Take the data from its first line through the line containing "x=993 y=553", and write those lines out again with "salt grass" in place of "marsh grass". Leave everything else unchanged.

Named object pointing entries
* * *
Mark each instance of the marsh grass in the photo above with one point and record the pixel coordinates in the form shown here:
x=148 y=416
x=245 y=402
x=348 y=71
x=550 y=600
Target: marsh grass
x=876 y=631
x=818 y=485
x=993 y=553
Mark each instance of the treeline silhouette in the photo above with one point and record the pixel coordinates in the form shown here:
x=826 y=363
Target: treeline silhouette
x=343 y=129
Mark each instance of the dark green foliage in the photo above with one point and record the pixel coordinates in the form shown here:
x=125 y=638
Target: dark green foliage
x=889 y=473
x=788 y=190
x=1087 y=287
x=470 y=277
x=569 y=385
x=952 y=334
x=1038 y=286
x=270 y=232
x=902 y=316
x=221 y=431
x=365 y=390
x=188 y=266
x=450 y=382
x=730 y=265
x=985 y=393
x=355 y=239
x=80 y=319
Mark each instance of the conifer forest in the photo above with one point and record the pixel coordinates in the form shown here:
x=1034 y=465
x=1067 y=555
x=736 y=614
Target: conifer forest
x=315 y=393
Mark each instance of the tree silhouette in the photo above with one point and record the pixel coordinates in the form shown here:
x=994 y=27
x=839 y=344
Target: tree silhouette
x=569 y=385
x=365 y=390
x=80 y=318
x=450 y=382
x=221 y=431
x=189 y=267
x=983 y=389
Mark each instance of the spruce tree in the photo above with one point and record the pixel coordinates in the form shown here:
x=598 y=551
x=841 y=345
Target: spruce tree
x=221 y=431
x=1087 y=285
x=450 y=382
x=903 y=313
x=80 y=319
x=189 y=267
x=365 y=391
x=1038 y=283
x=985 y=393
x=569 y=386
* * *
§ The answer:
Mark each instance of the salt grass in the photo above with one point and record the pixel coordinates in the form shown here:
x=148 y=416
x=245 y=402
x=348 y=71
x=550 y=600
Target: salt grass
x=876 y=631
x=818 y=485
x=993 y=553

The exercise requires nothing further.